**EXCERPTED PASSAGE**.
------
Protection bills like this aren’t new. Wyden’s stalled Fourth Amendment is Not for Sale Act would require agencies to obtain warrants for location data. This would represent one of the most sweeping data controls yet if it became law, however, and reflects mounting opposition to companies that profit from trading sensitive content.

Massachusetts court rejects proposed gig worker ballot measure

The New York Timesreports Massachusetts’ Supreme Judicial Court has rejected a proposed ballot measure that would have enshrined Uber and Lyft’s business model in law. The court said the measure violated the Massachusetts constitution by including two unrelated policy decisions, including one hidden by “obscure language.”
------
**EXCERPTED RECORDS**.

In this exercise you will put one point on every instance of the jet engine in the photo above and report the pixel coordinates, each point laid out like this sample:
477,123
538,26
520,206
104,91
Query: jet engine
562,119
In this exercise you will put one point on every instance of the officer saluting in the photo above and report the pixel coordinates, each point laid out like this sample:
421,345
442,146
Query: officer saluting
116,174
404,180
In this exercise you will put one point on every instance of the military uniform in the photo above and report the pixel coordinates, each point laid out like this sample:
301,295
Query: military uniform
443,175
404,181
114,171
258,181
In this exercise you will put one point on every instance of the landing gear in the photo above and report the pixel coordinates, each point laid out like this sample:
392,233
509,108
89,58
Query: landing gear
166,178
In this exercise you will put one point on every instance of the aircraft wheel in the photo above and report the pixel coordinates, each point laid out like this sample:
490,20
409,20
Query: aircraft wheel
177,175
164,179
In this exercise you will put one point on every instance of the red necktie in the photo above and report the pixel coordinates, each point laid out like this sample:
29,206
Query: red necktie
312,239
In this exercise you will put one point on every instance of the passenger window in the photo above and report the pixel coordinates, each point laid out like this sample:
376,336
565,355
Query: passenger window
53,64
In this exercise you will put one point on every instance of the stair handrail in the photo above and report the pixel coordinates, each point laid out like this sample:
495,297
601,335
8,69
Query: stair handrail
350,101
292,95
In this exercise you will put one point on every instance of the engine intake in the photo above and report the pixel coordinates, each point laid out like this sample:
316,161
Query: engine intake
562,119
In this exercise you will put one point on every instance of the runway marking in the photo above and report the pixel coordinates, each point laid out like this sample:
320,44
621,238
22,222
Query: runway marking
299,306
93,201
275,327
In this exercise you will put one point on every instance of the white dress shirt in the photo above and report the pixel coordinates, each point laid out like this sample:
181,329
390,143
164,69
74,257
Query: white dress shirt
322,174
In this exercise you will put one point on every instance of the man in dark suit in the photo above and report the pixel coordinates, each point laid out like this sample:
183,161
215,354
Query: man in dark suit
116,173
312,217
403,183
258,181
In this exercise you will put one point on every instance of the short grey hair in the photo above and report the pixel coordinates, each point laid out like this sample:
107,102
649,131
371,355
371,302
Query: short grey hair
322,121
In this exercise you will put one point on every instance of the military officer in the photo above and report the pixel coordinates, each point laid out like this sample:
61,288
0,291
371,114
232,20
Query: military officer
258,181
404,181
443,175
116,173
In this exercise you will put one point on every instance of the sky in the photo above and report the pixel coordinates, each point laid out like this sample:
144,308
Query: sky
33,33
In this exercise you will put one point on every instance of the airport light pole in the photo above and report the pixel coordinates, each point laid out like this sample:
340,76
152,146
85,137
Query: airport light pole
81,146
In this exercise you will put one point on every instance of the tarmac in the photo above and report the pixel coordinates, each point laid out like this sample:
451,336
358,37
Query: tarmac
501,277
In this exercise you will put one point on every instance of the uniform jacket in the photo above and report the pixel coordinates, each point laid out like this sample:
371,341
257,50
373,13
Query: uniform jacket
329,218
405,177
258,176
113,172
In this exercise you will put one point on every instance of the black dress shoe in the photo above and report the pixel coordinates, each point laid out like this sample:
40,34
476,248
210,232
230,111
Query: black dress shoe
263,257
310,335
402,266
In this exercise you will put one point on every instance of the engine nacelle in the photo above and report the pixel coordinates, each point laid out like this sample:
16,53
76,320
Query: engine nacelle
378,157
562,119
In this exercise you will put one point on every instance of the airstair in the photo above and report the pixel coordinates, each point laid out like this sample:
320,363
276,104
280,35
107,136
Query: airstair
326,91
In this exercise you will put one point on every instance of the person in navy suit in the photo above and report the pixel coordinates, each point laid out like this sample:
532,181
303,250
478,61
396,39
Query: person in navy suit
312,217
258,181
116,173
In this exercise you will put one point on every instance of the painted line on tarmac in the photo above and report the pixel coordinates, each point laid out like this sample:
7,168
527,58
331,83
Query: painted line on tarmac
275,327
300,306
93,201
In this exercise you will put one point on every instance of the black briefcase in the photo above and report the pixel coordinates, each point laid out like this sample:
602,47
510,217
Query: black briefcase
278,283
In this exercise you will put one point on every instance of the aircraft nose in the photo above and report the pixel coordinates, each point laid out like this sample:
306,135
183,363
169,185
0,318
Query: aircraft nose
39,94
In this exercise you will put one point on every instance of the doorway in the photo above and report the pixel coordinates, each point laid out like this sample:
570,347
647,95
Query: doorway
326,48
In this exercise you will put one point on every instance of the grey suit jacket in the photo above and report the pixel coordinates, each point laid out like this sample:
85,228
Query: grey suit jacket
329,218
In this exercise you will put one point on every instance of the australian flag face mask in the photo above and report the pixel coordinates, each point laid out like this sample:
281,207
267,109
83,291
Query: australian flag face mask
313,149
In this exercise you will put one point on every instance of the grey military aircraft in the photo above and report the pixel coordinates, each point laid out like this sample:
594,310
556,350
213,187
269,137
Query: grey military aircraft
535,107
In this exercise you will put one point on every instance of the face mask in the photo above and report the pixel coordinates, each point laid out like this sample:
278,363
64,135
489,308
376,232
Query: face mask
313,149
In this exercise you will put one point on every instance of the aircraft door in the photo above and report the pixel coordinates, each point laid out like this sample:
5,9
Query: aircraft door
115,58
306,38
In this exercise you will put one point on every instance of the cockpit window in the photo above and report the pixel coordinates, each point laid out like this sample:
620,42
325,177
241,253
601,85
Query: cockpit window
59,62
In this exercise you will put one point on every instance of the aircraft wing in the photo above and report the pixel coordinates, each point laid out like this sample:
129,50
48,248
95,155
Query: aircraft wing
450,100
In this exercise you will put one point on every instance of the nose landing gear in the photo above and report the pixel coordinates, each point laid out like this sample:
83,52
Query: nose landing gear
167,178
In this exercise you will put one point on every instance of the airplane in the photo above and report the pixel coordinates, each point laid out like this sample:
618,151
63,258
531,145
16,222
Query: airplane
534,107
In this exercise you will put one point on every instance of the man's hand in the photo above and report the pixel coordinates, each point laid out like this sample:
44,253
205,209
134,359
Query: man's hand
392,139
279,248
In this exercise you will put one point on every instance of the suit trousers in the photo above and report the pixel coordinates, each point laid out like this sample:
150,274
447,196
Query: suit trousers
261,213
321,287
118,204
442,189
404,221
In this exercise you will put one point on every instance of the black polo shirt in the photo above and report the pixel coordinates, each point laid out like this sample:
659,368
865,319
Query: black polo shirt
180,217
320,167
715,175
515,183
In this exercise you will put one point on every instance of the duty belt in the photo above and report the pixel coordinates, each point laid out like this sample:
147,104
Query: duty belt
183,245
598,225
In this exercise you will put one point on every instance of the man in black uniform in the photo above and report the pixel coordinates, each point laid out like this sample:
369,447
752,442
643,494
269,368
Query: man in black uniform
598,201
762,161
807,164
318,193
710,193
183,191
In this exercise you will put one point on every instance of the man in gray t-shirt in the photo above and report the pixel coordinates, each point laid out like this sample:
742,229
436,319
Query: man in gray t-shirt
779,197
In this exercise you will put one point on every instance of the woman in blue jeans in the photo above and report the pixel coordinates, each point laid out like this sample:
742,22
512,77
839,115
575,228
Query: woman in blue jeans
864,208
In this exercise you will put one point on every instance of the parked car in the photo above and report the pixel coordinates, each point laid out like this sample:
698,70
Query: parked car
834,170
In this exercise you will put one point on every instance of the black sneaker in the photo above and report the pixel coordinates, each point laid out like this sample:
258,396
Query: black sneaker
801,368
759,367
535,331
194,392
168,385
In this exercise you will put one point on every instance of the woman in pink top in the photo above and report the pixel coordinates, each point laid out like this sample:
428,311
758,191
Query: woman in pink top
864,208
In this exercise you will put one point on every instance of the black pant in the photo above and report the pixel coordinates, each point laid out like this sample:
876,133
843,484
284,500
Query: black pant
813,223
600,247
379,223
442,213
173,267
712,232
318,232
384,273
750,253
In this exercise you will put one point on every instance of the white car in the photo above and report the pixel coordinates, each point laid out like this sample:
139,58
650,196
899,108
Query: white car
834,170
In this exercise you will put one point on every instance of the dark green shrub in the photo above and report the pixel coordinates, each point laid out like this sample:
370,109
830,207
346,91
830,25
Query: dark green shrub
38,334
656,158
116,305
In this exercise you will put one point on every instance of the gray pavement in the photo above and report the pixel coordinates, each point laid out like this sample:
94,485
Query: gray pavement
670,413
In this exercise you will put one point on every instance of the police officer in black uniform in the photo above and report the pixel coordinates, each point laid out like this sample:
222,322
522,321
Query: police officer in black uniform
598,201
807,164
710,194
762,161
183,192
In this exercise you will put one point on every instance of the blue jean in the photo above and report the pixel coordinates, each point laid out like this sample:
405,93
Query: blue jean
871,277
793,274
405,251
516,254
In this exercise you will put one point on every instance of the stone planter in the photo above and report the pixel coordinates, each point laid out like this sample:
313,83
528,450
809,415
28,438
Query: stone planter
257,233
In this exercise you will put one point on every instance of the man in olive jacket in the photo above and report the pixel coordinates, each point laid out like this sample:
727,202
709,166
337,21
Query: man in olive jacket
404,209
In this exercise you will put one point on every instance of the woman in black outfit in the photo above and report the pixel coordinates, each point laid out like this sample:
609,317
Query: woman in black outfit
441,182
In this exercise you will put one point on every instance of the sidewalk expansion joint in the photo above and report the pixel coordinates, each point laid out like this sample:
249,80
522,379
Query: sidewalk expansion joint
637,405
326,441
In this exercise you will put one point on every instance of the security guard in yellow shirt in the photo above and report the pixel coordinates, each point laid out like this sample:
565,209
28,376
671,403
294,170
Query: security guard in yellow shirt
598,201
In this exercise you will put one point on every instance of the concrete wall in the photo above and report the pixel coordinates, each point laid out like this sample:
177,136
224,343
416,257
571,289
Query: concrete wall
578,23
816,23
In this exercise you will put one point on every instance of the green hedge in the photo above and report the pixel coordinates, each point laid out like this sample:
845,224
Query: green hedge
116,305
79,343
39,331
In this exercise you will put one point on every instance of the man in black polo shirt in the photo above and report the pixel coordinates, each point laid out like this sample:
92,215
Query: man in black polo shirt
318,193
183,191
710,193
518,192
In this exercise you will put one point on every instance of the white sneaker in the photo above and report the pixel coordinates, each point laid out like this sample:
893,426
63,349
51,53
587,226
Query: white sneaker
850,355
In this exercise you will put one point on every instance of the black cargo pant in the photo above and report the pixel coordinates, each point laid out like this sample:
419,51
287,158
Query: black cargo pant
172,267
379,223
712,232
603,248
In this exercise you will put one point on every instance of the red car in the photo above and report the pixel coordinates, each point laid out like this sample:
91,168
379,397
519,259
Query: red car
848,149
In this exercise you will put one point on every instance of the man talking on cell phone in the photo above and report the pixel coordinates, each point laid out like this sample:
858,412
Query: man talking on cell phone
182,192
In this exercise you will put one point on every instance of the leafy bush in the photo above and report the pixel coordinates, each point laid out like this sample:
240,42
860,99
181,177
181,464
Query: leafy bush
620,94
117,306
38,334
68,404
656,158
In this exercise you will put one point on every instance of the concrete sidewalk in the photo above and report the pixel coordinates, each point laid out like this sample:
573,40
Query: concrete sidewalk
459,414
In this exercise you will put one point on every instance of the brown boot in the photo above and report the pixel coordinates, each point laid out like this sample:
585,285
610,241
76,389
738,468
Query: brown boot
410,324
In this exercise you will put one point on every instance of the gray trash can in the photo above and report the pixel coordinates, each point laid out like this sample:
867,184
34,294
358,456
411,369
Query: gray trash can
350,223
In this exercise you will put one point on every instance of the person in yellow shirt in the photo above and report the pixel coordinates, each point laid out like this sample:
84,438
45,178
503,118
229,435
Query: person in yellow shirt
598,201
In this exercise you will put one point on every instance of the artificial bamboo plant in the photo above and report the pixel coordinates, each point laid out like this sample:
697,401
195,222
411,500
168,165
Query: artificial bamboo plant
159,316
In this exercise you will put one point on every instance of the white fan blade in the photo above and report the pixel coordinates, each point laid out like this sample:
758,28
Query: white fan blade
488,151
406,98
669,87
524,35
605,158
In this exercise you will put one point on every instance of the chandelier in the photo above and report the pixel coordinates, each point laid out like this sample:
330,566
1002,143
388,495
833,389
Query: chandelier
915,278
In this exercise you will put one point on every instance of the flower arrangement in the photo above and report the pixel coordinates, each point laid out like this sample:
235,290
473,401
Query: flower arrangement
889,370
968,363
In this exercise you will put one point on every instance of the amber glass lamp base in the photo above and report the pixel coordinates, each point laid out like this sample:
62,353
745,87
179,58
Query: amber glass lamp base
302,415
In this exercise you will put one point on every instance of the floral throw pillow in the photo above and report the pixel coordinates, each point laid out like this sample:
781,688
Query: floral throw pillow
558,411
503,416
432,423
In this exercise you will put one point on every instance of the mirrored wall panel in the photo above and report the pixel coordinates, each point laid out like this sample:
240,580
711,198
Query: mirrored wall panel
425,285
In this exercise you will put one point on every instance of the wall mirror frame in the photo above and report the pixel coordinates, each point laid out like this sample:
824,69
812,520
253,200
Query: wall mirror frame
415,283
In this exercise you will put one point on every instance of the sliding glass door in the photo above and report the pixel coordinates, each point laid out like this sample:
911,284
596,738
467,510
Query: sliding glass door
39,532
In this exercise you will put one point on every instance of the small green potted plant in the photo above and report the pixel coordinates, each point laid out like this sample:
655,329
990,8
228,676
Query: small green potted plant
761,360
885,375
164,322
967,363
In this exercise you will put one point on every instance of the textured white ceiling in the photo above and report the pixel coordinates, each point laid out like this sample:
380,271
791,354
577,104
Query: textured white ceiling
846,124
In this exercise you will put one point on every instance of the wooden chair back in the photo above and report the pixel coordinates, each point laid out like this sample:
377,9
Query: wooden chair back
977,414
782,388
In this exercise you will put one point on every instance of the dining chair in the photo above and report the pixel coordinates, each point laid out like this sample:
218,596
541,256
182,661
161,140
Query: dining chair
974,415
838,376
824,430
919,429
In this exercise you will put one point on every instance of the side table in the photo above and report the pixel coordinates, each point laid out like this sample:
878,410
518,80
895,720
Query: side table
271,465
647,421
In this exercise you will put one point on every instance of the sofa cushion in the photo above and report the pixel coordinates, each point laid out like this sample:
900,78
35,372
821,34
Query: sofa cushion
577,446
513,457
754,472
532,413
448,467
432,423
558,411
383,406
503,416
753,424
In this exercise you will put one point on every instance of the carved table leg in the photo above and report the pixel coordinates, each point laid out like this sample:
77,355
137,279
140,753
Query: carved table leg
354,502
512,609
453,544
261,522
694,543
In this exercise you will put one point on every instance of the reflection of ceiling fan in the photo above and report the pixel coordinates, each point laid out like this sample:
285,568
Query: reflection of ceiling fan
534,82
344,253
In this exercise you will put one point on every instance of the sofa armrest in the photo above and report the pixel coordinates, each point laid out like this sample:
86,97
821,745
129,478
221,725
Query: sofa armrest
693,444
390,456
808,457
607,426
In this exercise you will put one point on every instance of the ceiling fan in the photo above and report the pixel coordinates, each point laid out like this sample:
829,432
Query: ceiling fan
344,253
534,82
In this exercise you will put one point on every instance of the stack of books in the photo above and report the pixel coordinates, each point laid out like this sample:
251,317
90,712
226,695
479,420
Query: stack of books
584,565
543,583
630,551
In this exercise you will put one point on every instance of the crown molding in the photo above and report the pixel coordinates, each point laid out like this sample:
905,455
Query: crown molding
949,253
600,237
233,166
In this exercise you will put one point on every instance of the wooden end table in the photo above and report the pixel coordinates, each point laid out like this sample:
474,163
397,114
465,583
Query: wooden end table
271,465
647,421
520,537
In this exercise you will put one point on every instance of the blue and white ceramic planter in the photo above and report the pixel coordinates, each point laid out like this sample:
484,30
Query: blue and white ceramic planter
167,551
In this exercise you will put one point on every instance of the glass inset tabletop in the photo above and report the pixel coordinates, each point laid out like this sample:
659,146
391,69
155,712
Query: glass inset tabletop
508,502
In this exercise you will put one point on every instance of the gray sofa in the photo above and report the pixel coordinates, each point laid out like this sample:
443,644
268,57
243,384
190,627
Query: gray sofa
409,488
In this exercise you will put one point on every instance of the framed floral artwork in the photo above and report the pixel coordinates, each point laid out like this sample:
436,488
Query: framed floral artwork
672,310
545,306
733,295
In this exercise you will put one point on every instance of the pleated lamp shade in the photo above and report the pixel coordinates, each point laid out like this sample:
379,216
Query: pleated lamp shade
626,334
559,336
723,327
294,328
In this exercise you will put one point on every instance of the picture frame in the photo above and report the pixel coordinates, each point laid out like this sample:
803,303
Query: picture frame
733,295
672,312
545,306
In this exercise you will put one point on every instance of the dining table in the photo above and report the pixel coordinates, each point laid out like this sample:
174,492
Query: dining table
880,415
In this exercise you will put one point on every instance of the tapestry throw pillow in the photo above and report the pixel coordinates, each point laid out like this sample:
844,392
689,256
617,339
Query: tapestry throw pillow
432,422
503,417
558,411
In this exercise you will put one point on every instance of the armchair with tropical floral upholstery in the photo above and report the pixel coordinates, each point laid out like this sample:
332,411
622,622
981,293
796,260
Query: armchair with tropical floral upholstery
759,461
------
**EXERCISE TASKS**.
- a) From the news excerpt, extract the passage between "Protection bills like" and "trading sensitive content.", inclusive.
- b) According to the news excerpt, why did Massachusetts' Supreme Judicial Court say the proposed ballot measure was unconstitutional?
- c) Carry on the news excerpt about the data protection bill and the Massachusetts ballot measure from where it stops.

**ANSWERS PROVIDED**.
- a)
Protection bills like this aren’t new. Wyden’s stalled Fourth Amendment is Not for Sale Act would require agencies to obtain warrants for location data. This would represent one of the most sweeping data controls yet if it became law, however, and reflects mounting opposition to companies that profit from trading sensitive content.

- b) It said the measure violated the Massachusetts constitution by including two unrelated policy decisions.

- c)
The bulk of the proposed ballot measure outlined limited benefits for rideshare drivers. However, the offending provision would have said that drivers couldn’t be treated as an “employee or agent” of gig-based companies. If voted into law, this might have shielded outfits like Uber or Lyft from liability in the event of a crash or crime — not to mention kneecapping any attempts to reclassify drivers as employees in the state. The unrelated provisions raised concerns that voters might be “confused, misled and deprived” of a real choice, the court wrote in its decision.

Uber, Lyft and their supporters contended that formalizing the gig worker model would have protected flexibility for drivers seeking their own hours. Groups supporting the companies, such as Chamber of Progress, have claimed employee status could cost jobs and income. Critics like AFL-CIO union federation, however, have argued that measures like this create a false dichotomy between flexibility and benefits — they see ballot options like this as attempts to cut employment costs at the expense of laborers.

Uber and Lyft declined to comment. The two spent a total of $17.8 million endorsing the ballot measure, and have had mixed success promoting similar efforts in other states. They got Californians to vote for Proposition 22, a bid to reverse a state law protecting drivers as employees, only to watch as a judge ruled the measure unconstitutional. The companies struck an agreement with Washington State legislators in early 2022, but failed to get much traction in New York State.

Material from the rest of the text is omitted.